Top of Data
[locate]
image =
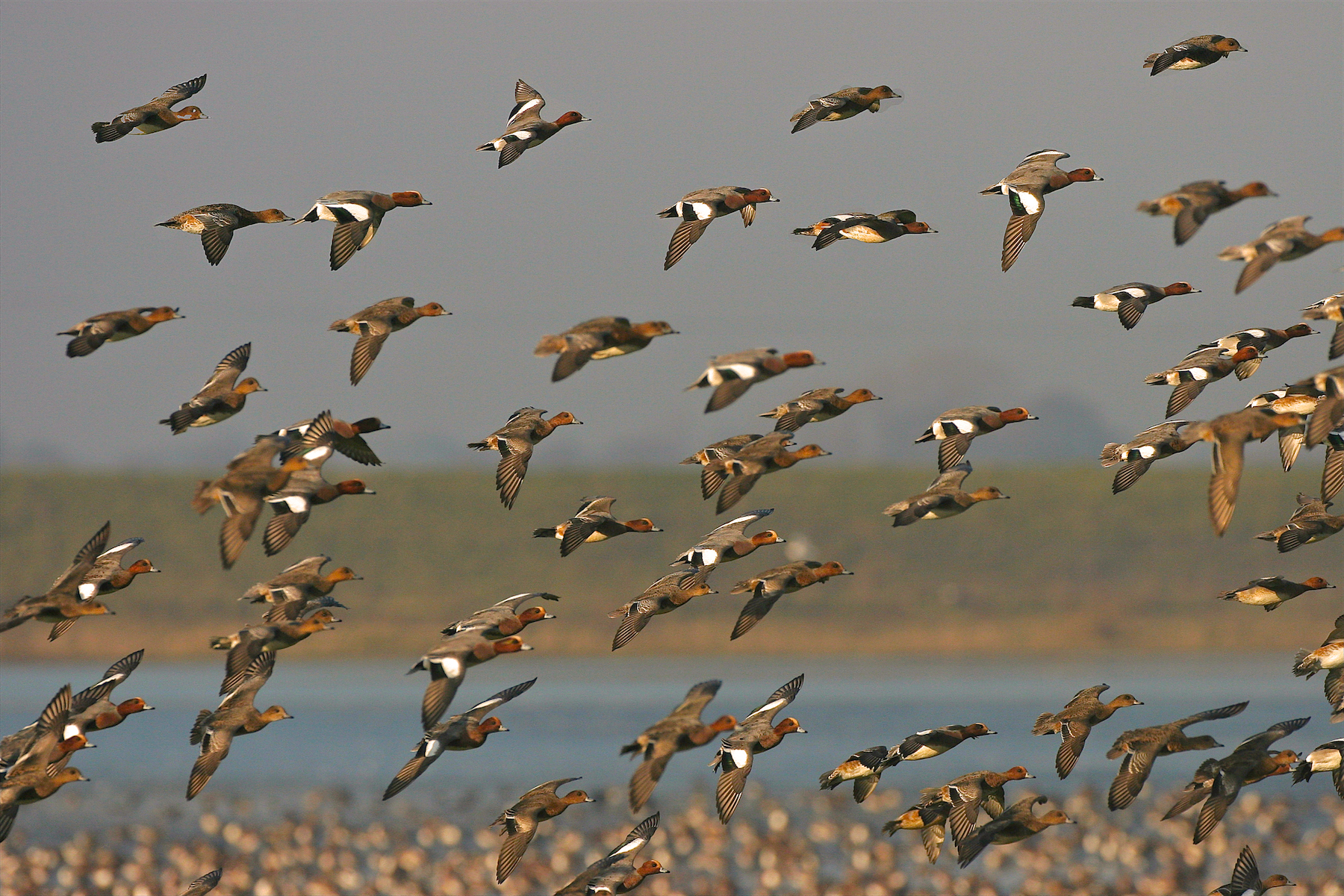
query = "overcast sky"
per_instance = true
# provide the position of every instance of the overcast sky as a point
(309, 99)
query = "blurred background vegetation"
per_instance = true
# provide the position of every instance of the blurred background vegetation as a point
(1062, 568)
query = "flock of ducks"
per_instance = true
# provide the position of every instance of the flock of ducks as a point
(284, 470)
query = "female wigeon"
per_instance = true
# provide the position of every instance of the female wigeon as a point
(1142, 452)
(593, 523)
(867, 228)
(1330, 309)
(816, 406)
(1328, 756)
(1192, 53)
(114, 327)
(217, 225)
(1198, 370)
(519, 822)
(1075, 722)
(1140, 747)
(680, 729)
(618, 862)
(596, 340)
(1246, 880)
(732, 375)
(235, 716)
(526, 128)
(448, 662)
(702, 206)
(1284, 240)
(756, 735)
(376, 324)
(768, 588)
(729, 541)
(942, 499)
(1194, 203)
(62, 601)
(1216, 782)
(1229, 435)
(1026, 188)
(956, 429)
(1270, 591)
(155, 116)
(665, 595)
(1310, 523)
(249, 644)
(841, 104)
(218, 399)
(515, 442)
(464, 731)
(1016, 822)
(358, 215)
(1132, 300)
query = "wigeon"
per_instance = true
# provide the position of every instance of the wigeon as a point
(155, 116)
(524, 128)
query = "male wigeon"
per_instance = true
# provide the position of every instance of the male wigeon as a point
(1246, 880)
(155, 116)
(593, 523)
(1142, 452)
(519, 822)
(667, 594)
(62, 601)
(816, 406)
(729, 541)
(1015, 824)
(1310, 523)
(249, 644)
(732, 375)
(358, 215)
(700, 207)
(1229, 435)
(841, 104)
(1075, 722)
(1026, 187)
(376, 324)
(524, 128)
(680, 729)
(865, 227)
(515, 442)
(1330, 309)
(616, 872)
(1192, 53)
(942, 499)
(768, 588)
(756, 735)
(597, 340)
(1139, 747)
(504, 618)
(1195, 202)
(217, 225)
(220, 398)
(464, 731)
(235, 716)
(114, 327)
(1328, 756)
(956, 429)
(1219, 781)
(448, 662)
(1275, 590)
(1198, 370)
(1130, 300)
(1284, 240)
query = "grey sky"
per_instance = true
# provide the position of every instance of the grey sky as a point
(308, 99)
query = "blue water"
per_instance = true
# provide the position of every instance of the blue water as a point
(355, 723)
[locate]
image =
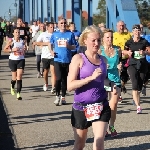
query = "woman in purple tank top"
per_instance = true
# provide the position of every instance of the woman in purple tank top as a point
(86, 76)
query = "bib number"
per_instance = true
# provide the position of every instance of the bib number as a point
(93, 111)
(18, 53)
(137, 55)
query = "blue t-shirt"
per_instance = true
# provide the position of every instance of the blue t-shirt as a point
(76, 33)
(58, 38)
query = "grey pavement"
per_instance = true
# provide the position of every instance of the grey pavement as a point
(37, 124)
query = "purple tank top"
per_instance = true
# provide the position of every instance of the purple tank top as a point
(94, 91)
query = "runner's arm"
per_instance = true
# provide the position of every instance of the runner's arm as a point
(74, 67)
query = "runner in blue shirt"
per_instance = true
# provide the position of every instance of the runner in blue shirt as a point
(63, 42)
(77, 35)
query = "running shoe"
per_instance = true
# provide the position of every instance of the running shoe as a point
(113, 131)
(13, 92)
(57, 100)
(139, 110)
(45, 87)
(144, 91)
(19, 97)
(120, 99)
(62, 101)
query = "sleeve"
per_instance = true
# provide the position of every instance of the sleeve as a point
(40, 38)
(52, 41)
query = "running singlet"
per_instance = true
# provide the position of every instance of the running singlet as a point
(119, 39)
(19, 54)
(94, 91)
(112, 70)
(59, 40)
(76, 34)
(45, 37)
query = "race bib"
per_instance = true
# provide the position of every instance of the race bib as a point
(137, 55)
(93, 111)
(61, 43)
(21, 32)
(19, 53)
(107, 88)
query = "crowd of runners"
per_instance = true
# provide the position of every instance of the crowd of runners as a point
(96, 63)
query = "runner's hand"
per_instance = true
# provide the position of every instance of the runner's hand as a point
(96, 73)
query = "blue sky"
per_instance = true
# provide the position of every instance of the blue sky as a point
(6, 4)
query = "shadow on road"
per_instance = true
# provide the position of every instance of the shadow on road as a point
(144, 146)
(6, 137)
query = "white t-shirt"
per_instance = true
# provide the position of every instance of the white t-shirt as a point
(34, 30)
(45, 37)
(19, 54)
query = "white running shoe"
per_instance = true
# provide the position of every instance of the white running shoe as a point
(45, 87)
(57, 100)
(139, 110)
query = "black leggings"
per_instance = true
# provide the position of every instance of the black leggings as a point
(61, 71)
(38, 61)
(137, 77)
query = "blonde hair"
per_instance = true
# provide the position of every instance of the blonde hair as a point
(87, 30)
(106, 31)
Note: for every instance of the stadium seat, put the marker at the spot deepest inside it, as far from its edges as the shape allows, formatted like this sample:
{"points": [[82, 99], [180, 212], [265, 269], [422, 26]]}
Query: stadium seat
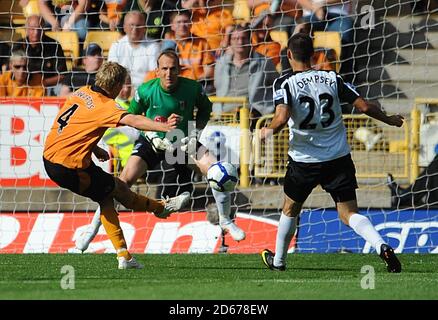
{"points": [[70, 45], [28, 10], [281, 37], [330, 40], [241, 11], [31, 8], [69, 42], [103, 38]]}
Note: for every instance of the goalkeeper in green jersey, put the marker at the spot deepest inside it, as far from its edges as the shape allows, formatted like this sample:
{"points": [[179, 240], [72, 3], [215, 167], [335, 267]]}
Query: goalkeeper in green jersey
{"points": [[157, 99]]}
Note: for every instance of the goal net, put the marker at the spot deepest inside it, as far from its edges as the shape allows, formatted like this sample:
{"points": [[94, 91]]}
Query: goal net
{"points": [[385, 48]]}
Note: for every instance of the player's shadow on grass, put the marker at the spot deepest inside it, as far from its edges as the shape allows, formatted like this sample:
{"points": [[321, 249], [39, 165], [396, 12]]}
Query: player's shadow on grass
{"points": [[318, 269]]}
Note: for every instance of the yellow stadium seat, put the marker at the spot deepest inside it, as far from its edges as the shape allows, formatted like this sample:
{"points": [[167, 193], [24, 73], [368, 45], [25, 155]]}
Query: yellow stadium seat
{"points": [[70, 45], [31, 9], [281, 37], [331, 40], [103, 38], [68, 40], [241, 11]]}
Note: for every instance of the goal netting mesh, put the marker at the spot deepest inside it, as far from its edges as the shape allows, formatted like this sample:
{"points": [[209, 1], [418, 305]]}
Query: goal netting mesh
{"points": [[385, 48]]}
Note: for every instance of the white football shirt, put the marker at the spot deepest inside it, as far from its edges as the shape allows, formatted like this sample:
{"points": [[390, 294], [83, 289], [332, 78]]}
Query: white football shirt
{"points": [[316, 128]]}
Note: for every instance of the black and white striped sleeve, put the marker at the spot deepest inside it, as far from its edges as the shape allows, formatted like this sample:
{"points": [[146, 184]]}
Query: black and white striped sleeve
{"points": [[346, 91], [281, 94]]}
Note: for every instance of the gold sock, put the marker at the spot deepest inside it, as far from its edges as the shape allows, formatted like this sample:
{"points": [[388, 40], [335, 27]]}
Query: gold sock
{"points": [[112, 227]]}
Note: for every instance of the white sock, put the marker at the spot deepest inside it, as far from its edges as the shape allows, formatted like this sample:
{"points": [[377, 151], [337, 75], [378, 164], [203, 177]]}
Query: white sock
{"points": [[363, 227], [223, 201], [285, 232]]}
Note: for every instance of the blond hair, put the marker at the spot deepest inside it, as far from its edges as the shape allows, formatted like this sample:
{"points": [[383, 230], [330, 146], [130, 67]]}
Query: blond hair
{"points": [[110, 75]]}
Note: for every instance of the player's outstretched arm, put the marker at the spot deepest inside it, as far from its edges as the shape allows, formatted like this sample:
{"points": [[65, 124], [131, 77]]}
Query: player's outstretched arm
{"points": [[146, 124], [374, 111]]}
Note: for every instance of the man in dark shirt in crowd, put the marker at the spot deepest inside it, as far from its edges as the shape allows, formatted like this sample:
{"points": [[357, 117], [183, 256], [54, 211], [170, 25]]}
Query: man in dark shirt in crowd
{"points": [[79, 77], [45, 55]]}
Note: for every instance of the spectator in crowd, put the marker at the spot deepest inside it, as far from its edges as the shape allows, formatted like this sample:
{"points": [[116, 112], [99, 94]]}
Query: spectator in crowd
{"points": [[423, 192], [196, 58], [330, 15], [44, 54], [5, 52], [66, 15], [284, 15], [156, 14], [18, 82], [111, 13], [244, 72], [134, 51], [210, 21], [80, 77], [261, 39]]}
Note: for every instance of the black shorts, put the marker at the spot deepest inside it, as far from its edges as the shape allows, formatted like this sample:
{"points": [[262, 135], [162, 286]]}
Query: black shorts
{"points": [[91, 182], [337, 177], [144, 149]]}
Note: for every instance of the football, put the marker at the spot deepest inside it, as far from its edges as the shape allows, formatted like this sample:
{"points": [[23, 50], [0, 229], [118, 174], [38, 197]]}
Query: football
{"points": [[222, 176]]}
Bottom of Data
The lines to reproduce run from the one above containing "# provide the position of every instance of the black" through the one containing "Note: for every instance of the yellow". Copy them exactly and leave out all pictures.

Answer to the exercise:
# provide the position of every instance of the black leggings as a point
(61, 71)
(38, 61)
(137, 77)
query = "blonde hair"
per_instance = true
# provide the position of every instance of the blonde hair as a point
(87, 30)
(106, 31)
Note: for every instance of the stadium seat, put the marker at the spot deepest inside it, as far from its edges as the shape allows, formatted like this sample:
{"points": [[82, 99], [180, 212], [265, 269], [422, 26]]}
Query: stadium seat
{"points": [[70, 45], [28, 10], [281, 37], [330, 40], [241, 11], [31, 8], [69, 42], [103, 38]]}
Note: for every instance of the goalkeeper in green jersey, put the marker at the spot deepest inside it, as far from its edges as the shape allows, formatted like this sample:
{"points": [[179, 240], [72, 3], [215, 167], [335, 267]]}
Query: goalkeeper in green jersey
{"points": [[157, 99]]}
Note: for every instance of the goal net, put the marker at the spot deepest inside it, as far from its edges as the shape allows, formatted like this sample:
{"points": [[94, 91]]}
Query: goal net
{"points": [[385, 48]]}
Note: for every instance of the player's shadow on grass, put the marker at the spot deepest inside it, as far from its edges as the shape allows, formatted like this sample:
{"points": [[321, 249], [39, 165], [396, 12]]}
Query: player's shadow on grass
{"points": [[318, 269]]}
Note: for every instance of the yellow stadium seat, put the marker at the spot deepest inside it, as far from its edges as the shape allows, formatted like this sample:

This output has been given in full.